From the listing below, retype exactly the line holding "Spot the man's left", the line holding "Spot the nose", and the lines between them; skip everything else.

■ **GIVEN RECORDS**:
# # # # # # #

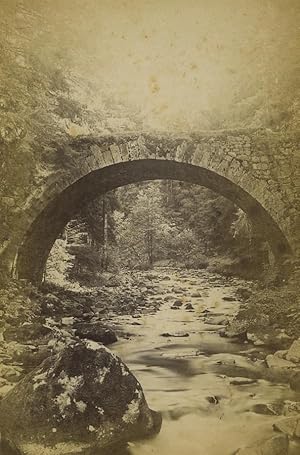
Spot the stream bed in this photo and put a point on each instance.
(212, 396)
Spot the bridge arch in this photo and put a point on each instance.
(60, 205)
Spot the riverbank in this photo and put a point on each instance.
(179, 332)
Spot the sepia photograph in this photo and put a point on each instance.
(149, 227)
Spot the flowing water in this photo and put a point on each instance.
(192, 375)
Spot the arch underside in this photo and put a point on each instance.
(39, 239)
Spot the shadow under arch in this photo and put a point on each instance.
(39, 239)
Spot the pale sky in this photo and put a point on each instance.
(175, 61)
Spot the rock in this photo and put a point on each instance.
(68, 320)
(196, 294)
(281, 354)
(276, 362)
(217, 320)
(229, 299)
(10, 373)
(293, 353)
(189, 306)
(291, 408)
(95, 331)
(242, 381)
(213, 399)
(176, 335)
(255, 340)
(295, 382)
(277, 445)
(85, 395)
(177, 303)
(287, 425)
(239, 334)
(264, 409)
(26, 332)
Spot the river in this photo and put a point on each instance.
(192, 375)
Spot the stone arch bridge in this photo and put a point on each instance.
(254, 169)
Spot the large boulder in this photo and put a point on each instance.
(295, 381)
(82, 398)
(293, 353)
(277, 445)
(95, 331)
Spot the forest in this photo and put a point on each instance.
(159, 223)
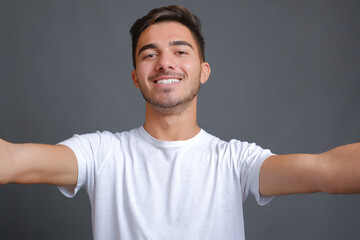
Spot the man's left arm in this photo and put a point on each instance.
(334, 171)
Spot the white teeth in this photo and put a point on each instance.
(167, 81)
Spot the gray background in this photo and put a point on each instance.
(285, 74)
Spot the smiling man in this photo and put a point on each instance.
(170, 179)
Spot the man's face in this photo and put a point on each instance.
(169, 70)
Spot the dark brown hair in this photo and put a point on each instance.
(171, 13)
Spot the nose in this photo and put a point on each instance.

# # # # # # #

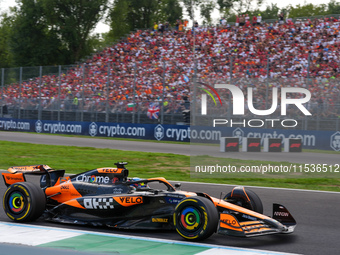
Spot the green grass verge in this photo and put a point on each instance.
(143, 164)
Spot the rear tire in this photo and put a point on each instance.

# # # # # # #

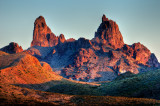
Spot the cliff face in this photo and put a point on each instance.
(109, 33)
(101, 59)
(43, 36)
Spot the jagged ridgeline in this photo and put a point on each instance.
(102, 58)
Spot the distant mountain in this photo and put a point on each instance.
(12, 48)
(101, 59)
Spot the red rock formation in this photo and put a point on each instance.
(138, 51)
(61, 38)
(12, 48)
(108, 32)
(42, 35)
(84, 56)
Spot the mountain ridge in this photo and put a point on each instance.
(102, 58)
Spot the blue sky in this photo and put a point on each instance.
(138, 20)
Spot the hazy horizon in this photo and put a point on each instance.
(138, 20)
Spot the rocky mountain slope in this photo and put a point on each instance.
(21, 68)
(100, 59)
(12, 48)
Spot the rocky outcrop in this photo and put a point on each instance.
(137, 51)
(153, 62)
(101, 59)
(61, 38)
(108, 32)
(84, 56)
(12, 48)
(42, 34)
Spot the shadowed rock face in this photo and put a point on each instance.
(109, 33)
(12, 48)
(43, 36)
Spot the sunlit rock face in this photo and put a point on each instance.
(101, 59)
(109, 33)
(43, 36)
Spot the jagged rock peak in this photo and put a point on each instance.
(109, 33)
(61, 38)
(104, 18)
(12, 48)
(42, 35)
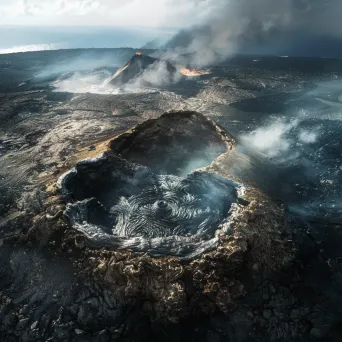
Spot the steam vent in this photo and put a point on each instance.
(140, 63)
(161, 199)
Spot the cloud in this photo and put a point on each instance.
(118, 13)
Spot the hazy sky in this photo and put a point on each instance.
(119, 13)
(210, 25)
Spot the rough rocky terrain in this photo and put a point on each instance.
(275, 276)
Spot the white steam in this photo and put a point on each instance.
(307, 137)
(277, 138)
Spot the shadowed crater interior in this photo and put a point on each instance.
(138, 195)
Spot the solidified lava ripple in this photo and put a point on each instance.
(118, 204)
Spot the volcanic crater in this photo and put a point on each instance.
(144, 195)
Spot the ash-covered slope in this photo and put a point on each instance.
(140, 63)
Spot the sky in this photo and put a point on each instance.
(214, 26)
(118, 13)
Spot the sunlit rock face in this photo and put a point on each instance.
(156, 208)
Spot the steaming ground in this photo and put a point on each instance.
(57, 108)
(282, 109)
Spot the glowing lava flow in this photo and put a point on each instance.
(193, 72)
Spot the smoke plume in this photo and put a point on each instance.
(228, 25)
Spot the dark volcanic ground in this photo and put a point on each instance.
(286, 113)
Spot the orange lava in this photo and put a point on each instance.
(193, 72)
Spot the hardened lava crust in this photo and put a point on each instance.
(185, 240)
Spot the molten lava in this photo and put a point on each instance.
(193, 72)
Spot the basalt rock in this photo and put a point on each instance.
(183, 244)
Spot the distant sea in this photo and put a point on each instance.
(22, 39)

# # # # # # #

■ **TASK RESPONSE**:
Spot the man's left arm in this photo and put a point on each instance.
(334, 171)
Spot the white teeth in this photo and put a point on each instance.
(167, 81)
Spot the gray background in this photo and put a point on each instance.
(285, 74)
Spot the smiling man in this photo and put a point on each instance.
(170, 179)
Spot the man's face in this photo and put a point on each instance.
(169, 70)
Spot the dark brown hair in this photo and put a point on each instance.
(171, 13)
Spot the nose in this photo and put a point on each instance.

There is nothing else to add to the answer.